__PROVIDED RECORDS__.

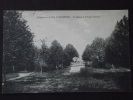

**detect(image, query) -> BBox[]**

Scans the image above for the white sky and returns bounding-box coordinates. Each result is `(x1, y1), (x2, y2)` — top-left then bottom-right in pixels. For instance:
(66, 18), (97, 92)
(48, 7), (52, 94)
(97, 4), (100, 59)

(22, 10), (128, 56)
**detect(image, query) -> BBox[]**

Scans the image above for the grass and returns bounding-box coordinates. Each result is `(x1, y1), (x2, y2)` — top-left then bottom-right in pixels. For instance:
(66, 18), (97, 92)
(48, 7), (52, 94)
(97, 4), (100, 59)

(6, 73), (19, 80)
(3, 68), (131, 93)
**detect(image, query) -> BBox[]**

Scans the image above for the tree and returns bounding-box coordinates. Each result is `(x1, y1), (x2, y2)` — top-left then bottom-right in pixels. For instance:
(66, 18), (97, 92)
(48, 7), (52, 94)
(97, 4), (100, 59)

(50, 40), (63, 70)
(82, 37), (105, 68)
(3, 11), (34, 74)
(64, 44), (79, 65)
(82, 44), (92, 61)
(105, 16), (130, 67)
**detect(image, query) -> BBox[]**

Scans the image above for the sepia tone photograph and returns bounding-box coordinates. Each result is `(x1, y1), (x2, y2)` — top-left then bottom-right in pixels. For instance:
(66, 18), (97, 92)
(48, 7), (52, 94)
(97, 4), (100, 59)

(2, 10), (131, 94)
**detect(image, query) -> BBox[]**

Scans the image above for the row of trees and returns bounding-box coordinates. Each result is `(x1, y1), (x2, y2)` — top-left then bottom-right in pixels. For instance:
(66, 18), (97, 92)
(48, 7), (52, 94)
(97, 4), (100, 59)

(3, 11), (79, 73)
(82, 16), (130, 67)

__THE EXERCISE__. Copy every entry above word for word, omitting the picture.

__RESULT OF THIS EXERCISE__.
**detect(image, query) -> BBox[]**

Scans the image above for the white sky and returns bounding-box coordinates. Each result is `(x1, y1), (x2, y2)` — top-left then bottom-right in pixels. For instance:
(66, 18), (97, 92)
(48, 7), (52, 94)
(97, 4), (100, 59)

(22, 10), (128, 56)
**detect(image, query) -> BBox[]**

Scans the image above for the grass and returns bounding-box coordinates. Each result is `(x1, y1), (x2, y2)` — top-left then bottom-right in pixels. For instance:
(66, 18), (97, 92)
(48, 7), (52, 94)
(97, 4), (100, 59)

(6, 73), (19, 80)
(3, 68), (131, 93)
**detect(image, query) -> BBox[]**

Scans the image above for the tree and returns bounding-box coordinates. Each result is `(x1, y1), (x2, y2)` — top-left then bottom-right in pixels. For instance:
(66, 18), (97, 92)
(48, 7), (52, 94)
(97, 4), (100, 59)

(50, 40), (63, 70)
(82, 37), (105, 68)
(3, 11), (34, 74)
(64, 44), (79, 65)
(82, 44), (92, 61)
(105, 16), (130, 67)
**detect(image, query) -> BBox[]**

Scans the image above for the sepia tone photograph and returns bounding-box coordinates. Each result is `(x1, y1), (x2, y2)` — top-left then bottom-right in pixels. For instance:
(66, 18), (97, 92)
(48, 7), (52, 94)
(97, 4), (100, 59)

(2, 10), (131, 94)
**detect(image, query) -> BBox[]**

Scans the image above for the row of trees and returns bounding-box coordinates. Each result is `(x1, y1), (x2, y2)` — top-left then bottom-right in pixels. For instance:
(66, 18), (97, 92)
(48, 7), (52, 94)
(97, 4), (100, 59)

(3, 11), (79, 73)
(82, 16), (130, 67)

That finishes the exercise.